■ Available records ■

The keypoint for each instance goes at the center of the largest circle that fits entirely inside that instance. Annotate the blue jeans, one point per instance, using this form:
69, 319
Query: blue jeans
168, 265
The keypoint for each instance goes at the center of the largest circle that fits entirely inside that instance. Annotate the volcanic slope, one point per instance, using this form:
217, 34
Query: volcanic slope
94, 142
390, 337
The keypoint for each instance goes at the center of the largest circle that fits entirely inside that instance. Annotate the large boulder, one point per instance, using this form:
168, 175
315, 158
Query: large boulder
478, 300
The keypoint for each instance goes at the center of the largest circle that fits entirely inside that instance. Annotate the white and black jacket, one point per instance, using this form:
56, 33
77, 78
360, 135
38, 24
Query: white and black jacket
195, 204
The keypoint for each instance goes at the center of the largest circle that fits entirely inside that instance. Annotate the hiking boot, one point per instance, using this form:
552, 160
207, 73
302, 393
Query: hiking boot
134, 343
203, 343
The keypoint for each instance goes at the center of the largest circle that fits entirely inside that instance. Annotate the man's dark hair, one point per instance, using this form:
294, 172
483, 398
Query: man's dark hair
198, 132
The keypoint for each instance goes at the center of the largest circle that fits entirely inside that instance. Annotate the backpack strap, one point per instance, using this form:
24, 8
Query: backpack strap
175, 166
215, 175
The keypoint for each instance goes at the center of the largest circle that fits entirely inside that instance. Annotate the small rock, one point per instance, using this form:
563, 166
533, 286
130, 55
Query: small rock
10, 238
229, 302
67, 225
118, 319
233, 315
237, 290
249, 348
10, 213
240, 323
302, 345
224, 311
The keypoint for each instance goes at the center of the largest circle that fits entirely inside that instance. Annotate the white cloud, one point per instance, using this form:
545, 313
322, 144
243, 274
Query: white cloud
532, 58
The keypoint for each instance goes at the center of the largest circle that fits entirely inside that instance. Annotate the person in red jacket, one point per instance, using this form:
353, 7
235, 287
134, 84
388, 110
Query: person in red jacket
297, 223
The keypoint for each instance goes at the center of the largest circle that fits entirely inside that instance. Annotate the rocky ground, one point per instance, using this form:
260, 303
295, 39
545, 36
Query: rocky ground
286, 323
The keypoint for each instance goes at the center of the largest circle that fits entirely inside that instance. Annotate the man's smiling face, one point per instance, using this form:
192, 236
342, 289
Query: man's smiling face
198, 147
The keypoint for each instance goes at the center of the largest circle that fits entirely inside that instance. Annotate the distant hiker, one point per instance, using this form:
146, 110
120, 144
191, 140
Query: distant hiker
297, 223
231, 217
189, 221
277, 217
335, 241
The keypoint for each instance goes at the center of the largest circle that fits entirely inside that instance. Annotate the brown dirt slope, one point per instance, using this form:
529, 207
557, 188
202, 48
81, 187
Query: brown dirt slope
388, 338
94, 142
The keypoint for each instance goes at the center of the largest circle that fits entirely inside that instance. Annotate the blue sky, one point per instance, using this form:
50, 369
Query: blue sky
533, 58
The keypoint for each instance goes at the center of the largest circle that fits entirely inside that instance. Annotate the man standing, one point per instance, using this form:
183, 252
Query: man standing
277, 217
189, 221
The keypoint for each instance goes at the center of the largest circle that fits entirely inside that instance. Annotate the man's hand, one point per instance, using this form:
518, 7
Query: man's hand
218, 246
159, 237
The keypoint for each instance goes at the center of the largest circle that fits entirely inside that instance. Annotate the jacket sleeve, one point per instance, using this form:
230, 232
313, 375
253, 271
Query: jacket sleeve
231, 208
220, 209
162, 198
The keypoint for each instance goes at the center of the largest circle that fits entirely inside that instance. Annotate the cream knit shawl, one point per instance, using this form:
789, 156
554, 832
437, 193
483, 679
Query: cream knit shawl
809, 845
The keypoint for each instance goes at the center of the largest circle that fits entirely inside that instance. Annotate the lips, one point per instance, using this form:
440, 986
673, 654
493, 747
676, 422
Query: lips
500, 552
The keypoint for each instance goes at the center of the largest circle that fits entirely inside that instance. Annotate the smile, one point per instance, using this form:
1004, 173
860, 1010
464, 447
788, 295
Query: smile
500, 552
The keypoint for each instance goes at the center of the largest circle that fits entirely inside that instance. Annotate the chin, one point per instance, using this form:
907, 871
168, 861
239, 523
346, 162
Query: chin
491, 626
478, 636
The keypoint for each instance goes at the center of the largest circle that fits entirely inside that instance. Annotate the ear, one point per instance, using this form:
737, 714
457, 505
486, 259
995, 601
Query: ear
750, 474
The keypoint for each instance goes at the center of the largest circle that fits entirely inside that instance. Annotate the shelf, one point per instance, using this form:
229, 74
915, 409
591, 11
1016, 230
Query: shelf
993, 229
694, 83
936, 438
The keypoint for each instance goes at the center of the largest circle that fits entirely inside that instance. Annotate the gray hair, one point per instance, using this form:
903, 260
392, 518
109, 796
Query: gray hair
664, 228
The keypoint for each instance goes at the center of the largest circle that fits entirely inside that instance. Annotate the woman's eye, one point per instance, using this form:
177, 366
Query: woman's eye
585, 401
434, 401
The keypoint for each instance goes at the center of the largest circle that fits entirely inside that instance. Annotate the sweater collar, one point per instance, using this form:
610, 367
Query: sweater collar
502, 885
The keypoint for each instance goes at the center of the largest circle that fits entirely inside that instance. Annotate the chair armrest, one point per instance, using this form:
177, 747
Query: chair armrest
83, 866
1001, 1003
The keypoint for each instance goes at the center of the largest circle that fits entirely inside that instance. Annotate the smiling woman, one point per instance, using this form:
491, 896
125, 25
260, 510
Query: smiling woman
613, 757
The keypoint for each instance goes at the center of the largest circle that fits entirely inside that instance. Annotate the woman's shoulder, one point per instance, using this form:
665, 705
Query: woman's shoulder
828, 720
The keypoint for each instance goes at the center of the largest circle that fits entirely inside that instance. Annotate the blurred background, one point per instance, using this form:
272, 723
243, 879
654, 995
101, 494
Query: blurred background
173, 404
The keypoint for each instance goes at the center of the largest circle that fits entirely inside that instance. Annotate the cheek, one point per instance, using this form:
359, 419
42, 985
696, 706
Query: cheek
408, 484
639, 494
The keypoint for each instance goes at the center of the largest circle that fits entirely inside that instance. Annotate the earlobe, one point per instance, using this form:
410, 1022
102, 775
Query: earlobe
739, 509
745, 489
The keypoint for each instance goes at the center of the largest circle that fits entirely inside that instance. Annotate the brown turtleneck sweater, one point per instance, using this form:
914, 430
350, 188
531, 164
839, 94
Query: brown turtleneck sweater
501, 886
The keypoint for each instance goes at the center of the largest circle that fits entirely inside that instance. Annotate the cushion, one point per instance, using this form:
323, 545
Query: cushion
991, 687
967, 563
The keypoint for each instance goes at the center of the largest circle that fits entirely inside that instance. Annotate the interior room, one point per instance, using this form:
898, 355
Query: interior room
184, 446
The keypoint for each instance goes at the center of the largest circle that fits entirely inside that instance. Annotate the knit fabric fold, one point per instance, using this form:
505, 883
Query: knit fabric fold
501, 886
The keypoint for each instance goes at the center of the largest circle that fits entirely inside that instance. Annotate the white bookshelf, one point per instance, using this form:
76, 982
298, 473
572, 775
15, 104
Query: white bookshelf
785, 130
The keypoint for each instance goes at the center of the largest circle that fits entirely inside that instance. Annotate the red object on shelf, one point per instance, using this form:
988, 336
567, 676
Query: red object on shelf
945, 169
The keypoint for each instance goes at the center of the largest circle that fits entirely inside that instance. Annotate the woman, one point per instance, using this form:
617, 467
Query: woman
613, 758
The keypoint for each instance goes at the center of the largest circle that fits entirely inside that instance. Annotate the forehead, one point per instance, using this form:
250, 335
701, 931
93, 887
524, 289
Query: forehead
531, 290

■ The request ■
Restate the records, all of them, precisely as written.

■ Expected answer ■
The keypoint for each instance goes at the center of the largest circle that fits entirely inside that instance. Annotate the blue jeans, one point per instance, using this form:
69, 319
Query: blue jeans
168, 265
The keypoint for each instance goes at the center of the largest circle that fits entirely inside that instance. Annotate the volcanic slope, one point per instance, using this form:
217, 34
Query: volcanic slope
94, 142
390, 337
The keypoint for each instance goes at the center of the largest circle that fits entirely inside that instance. Annotate the large boulder, one point per instance, using this form:
168, 175
315, 158
Query: large boulder
478, 300
The keypoint for each instance goes at the center of the largest circle that fits entirely inside that instance. Annotate the white and black jacket, one point per instance, using this form:
56, 33
77, 78
360, 135
38, 24
Query: white and black jacket
195, 204
The keypoint for each instance goes at the center of the largest circle that fits entirely inside that instance. Annotate the hiking boot, one point per instance, using this form:
552, 160
207, 73
302, 393
Query: hiking boot
134, 343
203, 343
The keypoint for each instance goes at the center of the largest circle that fits entirely inside that instance. Annotate the man's dark hair, one point per instance, using this form:
294, 172
483, 398
Query: man's dark hair
198, 132
The keypoint for each instance goes at the center of the largest circle that fits entirely inside that instance. Annotate the backpack strap, one point per instance, using this form:
24, 8
Query: backpack strap
175, 166
215, 175
The keypoint for each instance goes at the center of the largest circle that fits entirely inside that instance. Annotate the small rock, one point per instance, using this form:
563, 166
533, 286
130, 55
Query: small rock
10, 238
229, 302
67, 225
118, 319
233, 315
237, 290
249, 348
10, 213
240, 323
302, 345
224, 311
The keypoint for each instance goes at the center of the largest circle that fits entirely inside that instance. Annotate the white cloud, one point per instance, using this form:
545, 313
322, 144
243, 274
Query: white cloud
532, 58
The keypoint for each instance goes at the center of the largest circle that fits entirely inside that instance. Annotate the person in red jacket, one point per instance, using this form:
353, 7
235, 287
134, 84
388, 110
Query: person in red jacket
297, 223
The keypoint for each instance goes at the center of the largest circle that fits entirely inside that instance. Annotate the rocky ground, one point per instance, using this form:
260, 303
295, 39
545, 36
Query: rocky ground
286, 323
The keypoint for each instance goes at the center of the largest circle that fits entirely inside that instance. Annotate the man's smiling face, one point per instance, using this form:
192, 236
342, 289
Query: man's smiling face
198, 147
The keypoint for each instance goes at the center of the largest circle that fits entirely inside that instance. Annotate the distant hiker, one point per instance, using this form:
146, 110
120, 144
191, 140
Query: distant hiker
297, 223
231, 217
189, 221
277, 217
335, 241
The keypoint for each instance goes at the center of the largest circle that fits entirely inside that instance. Annotate the brown dirt slope, one point per instance, using this form:
529, 207
557, 188
202, 48
81, 187
Query: brown dirt slope
388, 338
94, 142
The keypoint for each instance goes at the center of the largest circle that fits entirely inside that instance. Annotate the blue sky, one point per instance, using this form:
50, 369
Query: blue sky
533, 58
The keypoint for each instance goes at the center of the largest circle that fits entirely inside that instance. Annotate the man standing, one point per instance, using this form:
183, 252
Query: man standing
277, 217
189, 221
The keypoint for each instance goes at the center of the largest circle that fits entirely inside that instance. Annotate the man's hand, one point per instance, using this form:
518, 7
Query: man's hand
218, 246
159, 237
The keypoint for each instance goes at the center of the largest circle that fits entirely inside that instance. Annotate the jacket sleeve, one point per instance, using this form:
230, 232
313, 375
253, 271
Query: jacket sleeve
231, 208
220, 209
162, 198
The keypoint for each instance goes at the center of the largest circle that fits entirely inside that instance. Annotate the cream knit shawl, one point per instance, using this form:
789, 156
554, 832
437, 193
483, 679
Query: cream knit shawl
809, 845
The keypoint for each instance goes at the center of the largest circle that fits entirely inside that instance. Annotate the lips, one point per instance, using this form:
440, 986
673, 654
493, 747
676, 422
Query: lips
500, 552
The keypoint for each instance goes at the center of the largest circle that fits entirely inside that instance. Annotate the smile, one point per instance, using this form:
1004, 173
860, 1010
464, 447
788, 295
Query: smile
500, 552
The keypoint for each instance goes at the center of the largest circle that fits entirely inside that instance. Annotate the chin, one point per instance, using this form:
907, 871
168, 861
239, 523
346, 162
Query: chin
491, 626
478, 636
The keypoint for each instance goes at the center of the largest circle that fits entirely inside that instance. Annotate the ear, one point per instance, using this form:
737, 714
457, 505
486, 259
995, 601
Query: ear
750, 474
The keypoint for each instance goes at the center of the largest circle that fits entirely inside that instance. Annotate the shelf, one point per instance, using this form:
229, 74
915, 409
591, 11
1016, 230
Query: shelf
993, 229
694, 83
936, 438
The keypoint for each instance goes at the center of the largest circle that fits entirely inside that instance. Annotate the gray hair, one point per instance, using this form:
903, 260
392, 518
109, 796
Query: gray hair
664, 228
The keypoint for each instance goes at the center of the largest circle that fits entirely inside that instance. Annotate the woman's eye, one point per instance, using this form:
177, 366
Query: woman's eye
585, 401
434, 401
The keypoint for each instance goes at the center of the largest circle that fits entirely inside that instance. Annotate the sweater collar, one point per instance, using this form:
610, 367
Query: sweater collar
502, 885
The keypoint for each instance goes at the center of the largest circle that fits entirely inside that instance. Annotate the chair armrest, one point per instance, using this form:
177, 747
Query: chair armrest
83, 866
1001, 1003
The keypoint for each instance goes at the center of the largest circle that fits entirely inside that instance. Annotate the smiling woman, one point per instance, using this form:
491, 896
125, 25
260, 510
Query: smiling woman
613, 757
The keypoint for each instance goes at the center of the largest circle that fits entirely inside that instance. Annotate the woman's shoulder, one point per instance, using this form:
665, 705
Query: woman's shoulder
828, 720
The keypoint for each instance goes at the center of the largest circle that fits entirely inside that instance. Annotate the blurred background, one point per instance, using this form:
272, 723
243, 879
654, 995
101, 494
Query: blurred background
173, 404
The keypoint for each instance goes at the center of the largest circle that fits entirely inside that instance. Annotate the cheek, one point per instance, using this form:
359, 419
42, 985
696, 706
Query: cheek
408, 484
639, 494
The keypoint for each instance goes at the center of the largest circle that fits entirely inside that instance. Annotate the earlobe, one point per instance, using this form:
410, 1022
102, 775
Query: earlobe
739, 509
745, 489
The keypoint for each instance goes at the center of the largest circle that fits entirely inside that instance. Annotate the brown turtleneck sweater, one point per instance, using this form:
914, 430
350, 188
531, 164
839, 94
Query: brown turtleneck sweater
501, 886
The keypoint for each instance goes at the center of the largest circle that fits entirely inside that instance. Annotate the cushion, one point per instance, using this form:
323, 545
Query: cushion
991, 687
967, 563
The keypoint for each instance goes at the center of the largest circle that fits entirely inside that instance. Annotate the interior room, one point per instance, using this form:
898, 355
Query: interior room
184, 446
The keypoint for each instance goes at the center of the largest circle that fits entirely inside that instance. Annotate the knit fabric fold, one point per instance, using this form:
505, 883
Query: knit fabric fold
501, 886
The keypoint for each instance goes at the center of the largest circle that fits entirely inside that instance. Annotate the white bookshelf, one point per instance, using this form:
76, 982
298, 473
572, 775
15, 104
Query: white bookshelf
785, 130
The keypoint for each instance goes at the center of the largest circle that fits entirely inside that instance. Annotate the red object on shelf, one point per instance, using this form:
988, 336
567, 676
Query: red object on shelf
945, 169
The keypoint for each instance goes at the center of the largest circle that fits entirely inside that instance. Annotate the woman, one point per instance, using this form:
617, 467
Query: woman
613, 758
The keypoint for each instance goes at the center of the largest circle that fits entirely inside that instance. Annotate the forehead, one point per instance, using this form:
250, 335
701, 931
93, 887
524, 289
Query: forehead
531, 290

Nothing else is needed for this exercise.